» Collection entries
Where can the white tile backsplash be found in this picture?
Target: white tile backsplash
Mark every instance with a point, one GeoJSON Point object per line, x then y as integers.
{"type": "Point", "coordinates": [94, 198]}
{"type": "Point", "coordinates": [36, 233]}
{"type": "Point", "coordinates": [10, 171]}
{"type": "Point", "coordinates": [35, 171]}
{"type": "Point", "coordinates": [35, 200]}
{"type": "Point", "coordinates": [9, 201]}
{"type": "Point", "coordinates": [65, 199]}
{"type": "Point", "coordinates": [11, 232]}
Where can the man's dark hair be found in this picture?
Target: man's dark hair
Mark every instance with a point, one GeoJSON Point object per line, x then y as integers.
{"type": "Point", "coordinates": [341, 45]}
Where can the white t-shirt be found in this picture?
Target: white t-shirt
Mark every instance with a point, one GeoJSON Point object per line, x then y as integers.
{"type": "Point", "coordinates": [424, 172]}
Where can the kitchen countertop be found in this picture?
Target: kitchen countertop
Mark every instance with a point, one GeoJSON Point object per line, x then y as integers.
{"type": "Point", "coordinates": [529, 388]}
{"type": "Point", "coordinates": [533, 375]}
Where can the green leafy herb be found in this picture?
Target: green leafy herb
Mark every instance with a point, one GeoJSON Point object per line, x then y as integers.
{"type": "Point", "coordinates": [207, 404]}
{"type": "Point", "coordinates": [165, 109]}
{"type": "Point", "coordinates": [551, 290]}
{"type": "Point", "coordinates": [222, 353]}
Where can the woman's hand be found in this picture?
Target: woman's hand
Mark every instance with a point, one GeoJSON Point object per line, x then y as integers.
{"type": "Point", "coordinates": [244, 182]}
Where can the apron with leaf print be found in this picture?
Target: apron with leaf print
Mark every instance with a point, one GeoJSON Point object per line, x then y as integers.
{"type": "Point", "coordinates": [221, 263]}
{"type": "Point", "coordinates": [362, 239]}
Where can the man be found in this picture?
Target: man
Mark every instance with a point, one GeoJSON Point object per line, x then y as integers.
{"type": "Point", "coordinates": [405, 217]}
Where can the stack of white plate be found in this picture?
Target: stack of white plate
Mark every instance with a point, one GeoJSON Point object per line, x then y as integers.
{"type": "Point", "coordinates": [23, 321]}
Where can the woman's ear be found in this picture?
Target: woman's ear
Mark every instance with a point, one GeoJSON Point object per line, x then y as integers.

» Directions
Put every line of the records above into a numbered list, leaving out any blank lines.

» Full solution
1. Where can the white tile backsplash be found in this picture?
2. Target: white tile backsplash
3. Mark every instance with a point, one GeoJSON Point object per line, x then y as integers.
4. {"type": "Point", "coordinates": [94, 198]}
5. {"type": "Point", "coordinates": [36, 233]}
6. {"type": "Point", "coordinates": [10, 171]}
7. {"type": "Point", "coordinates": [35, 171]}
8. {"type": "Point", "coordinates": [35, 200]}
9. {"type": "Point", "coordinates": [9, 201]}
10. {"type": "Point", "coordinates": [65, 199]}
11. {"type": "Point", "coordinates": [11, 232]}
12. Where can the man's dark hair be found in this picture?
13. Target: man's dark hair
14. Mark every instance with a point, one GeoJSON Point object per line, x then y as integers.
15. {"type": "Point", "coordinates": [341, 45]}
16. Where can the white t-shirt be found in this picture?
17. Target: white t-shirt
18. Mark every instance with a point, one GeoJSON Point object per line, x then y as integers.
19. {"type": "Point", "coordinates": [424, 172]}
20. Where can the kitchen countertop be found in this picture?
21. Target: kitchen countertop
22. Mark every instance with a point, one GeoJSON Point object per line, x then y as integers.
23. {"type": "Point", "coordinates": [529, 388]}
24. {"type": "Point", "coordinates": [533, 375]}
25. Where can the green leafy herb be found in this picture?
26. Target: green leafy herb
27. Mark every instance with a point, one GeoJSON Point object per line, x then y as integers.
28. {"type": "Point", "coordinates": [207, 404]}
29. {"type": "Point", "coordinates": [165, 109]}
30. {"type": "Point", "coordinates": [551, 290]}
31. {"type": "Point", "coordinates": [222, 353]}
32. Where can the woman's hand be found in this picture?
33. Target: woman's hand
34. Mark every instance with a point, one GeoJSON Point object per line, x then y as integers.
35. {"type": "Point", "coordinates": [244, 182]}
36. Where can the apron with leaf print be found in this picture?
37. Target: apron with leaf print
38. Mark every instance with a point, one GeoJSON Point object per line, x then y as integers.
39. {"type": "Point", "coordinates": [221, 263]}
40. {"type": "Point", "coordinates": [362, 239]}
41. Where can the man be found in this picture?
42. Target: man
43. Mark every instance with a point, one GeoJSON Point object per line, x then y as integers.
44. {"type": "Point", "coordinates": [405, 217]}
45. Where can the stack of white plate be found in this picture?
46. Target: stack of white plate
47. Mark every instance with a point, one GeoJSON Point object per line, x then y as integers.
48. {"type": "Point", "coordinates": [23, 321]}
49. Where can the woman's ear be found in this picture?
50. Target: woman's ear
51. Mark every instance with a point, one GeoJSON Point object per line, x then y as integers.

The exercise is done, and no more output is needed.